___ Supplied text ___

C code is in SVN, right in luasandbox module. Lua code is in gerrit, but it needs more fixes.
https://www.mediawiki.org/wiki/Extension:Scribunto/API_specification#ustring_API
Two points: (1) http://scribunto.wmflabs.org has some version of a ustring module right now. Not sure how or why, though its function names are painfully abbreviated. (2) Fran McCrory makes some very interesting points at <https://www.mediawiki.org/w/index.php?diff=575869&oldid=575863> about using u'foo' syntax and whether it might make sense to do away with bytestrings altogether.
The code Victor wrote had a completely different API to the stock Lua string functions, and it wasn't possible to simulate it in pure Lua. So I disabled it before I deployed it. It's better for the functionality to be temporarily missing than to be stuck with a bad interface forever.

___ Stored records ___

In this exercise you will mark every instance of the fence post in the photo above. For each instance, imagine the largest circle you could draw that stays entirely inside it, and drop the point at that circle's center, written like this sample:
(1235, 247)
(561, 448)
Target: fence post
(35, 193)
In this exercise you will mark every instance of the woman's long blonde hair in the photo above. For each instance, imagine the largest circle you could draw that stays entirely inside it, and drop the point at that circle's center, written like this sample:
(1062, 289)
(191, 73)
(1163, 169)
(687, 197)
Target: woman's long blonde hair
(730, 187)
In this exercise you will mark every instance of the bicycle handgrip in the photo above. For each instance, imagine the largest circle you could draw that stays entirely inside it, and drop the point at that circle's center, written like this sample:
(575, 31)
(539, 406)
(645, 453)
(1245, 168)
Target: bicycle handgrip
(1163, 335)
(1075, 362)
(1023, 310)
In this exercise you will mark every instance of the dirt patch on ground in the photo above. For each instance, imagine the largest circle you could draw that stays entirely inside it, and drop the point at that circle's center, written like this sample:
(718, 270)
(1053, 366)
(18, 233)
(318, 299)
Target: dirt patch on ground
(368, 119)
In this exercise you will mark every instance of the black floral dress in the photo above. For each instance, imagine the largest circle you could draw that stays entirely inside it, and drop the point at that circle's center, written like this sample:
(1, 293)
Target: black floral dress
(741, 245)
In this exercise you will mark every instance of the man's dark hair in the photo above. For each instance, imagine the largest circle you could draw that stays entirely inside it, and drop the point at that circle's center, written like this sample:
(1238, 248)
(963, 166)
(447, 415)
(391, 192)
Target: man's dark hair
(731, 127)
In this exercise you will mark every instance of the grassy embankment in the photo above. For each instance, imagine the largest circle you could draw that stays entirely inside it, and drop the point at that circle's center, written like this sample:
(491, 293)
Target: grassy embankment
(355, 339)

___

**Required actions:**
a - Do these statements agree with the ustring discussion above the rows? For each, answer yes or no and quote the exact words from the discussion that settle it. (i) The C code is kept in SVN. (ii) The ustring code Victor wrote was deployed as it was. (iii) The ustring module at scribunto.wmflabs.org spells out its function names in full.
b - Extend the ustring discussion above the rows, starting right after its final sentence.

**Answers to the tasks:**
a -
(i) Yes: "C code is in SVN, right in luasandbox module."
(ii) No: "So I disabled it before I deployed it."
(iii) No: "its function names are painfully abbreviated."

b -
(In reply to comment #4) > The code Victor wrote had a completely different API to the stock Lua string > functions, and it wasn't possible to simulate it in pure Lua. So I disabled it > before I deployed it. It's better for the functionality to be temporarily > missing than to be stuck with a bad interface forever. Thank you for explaining. That's fine and I completely agree. But it would saved me a ton of confusion if this had been made clearer (cf. bug 39655).
We have mw.ustring now.